### Supplied data:
......

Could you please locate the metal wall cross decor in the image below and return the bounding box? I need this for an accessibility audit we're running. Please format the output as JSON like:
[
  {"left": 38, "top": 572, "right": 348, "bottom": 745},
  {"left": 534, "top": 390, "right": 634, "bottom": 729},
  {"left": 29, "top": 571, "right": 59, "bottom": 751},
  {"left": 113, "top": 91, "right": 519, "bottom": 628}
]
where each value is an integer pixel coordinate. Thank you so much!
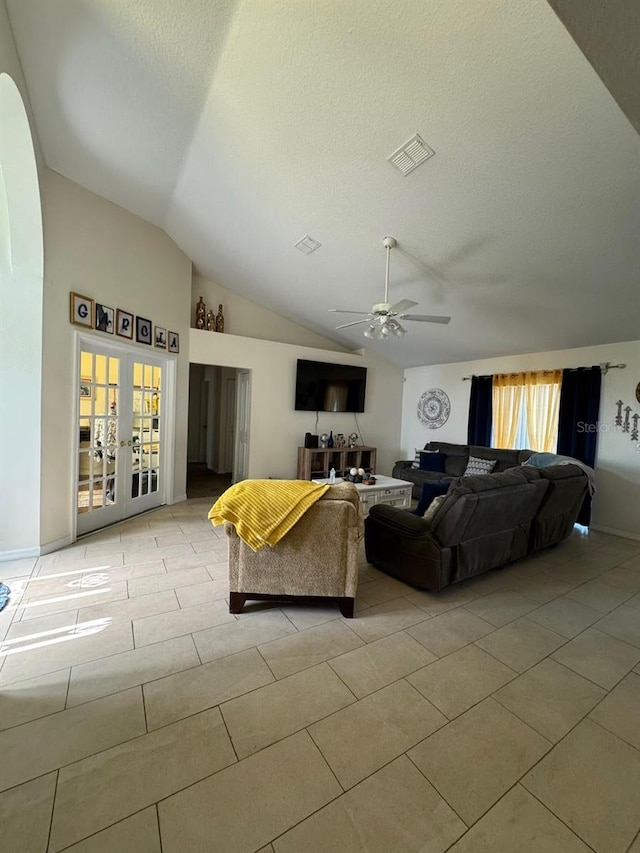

......

### What this task involves:
Pick out every line of the records that contains the word "right", matching case exactly, and copy each one.

### Final result:
  {"left": 38, "top": 572, "right": 348, "bottom": 745},
  {"left": 534, "top": 390, "right": 634, "bottom": 729},
  {"left": 29, "top": 571, "right": 59, "bottom": 751},
  {"left": 113, "top": 91, "right": 519, "bottom": 628}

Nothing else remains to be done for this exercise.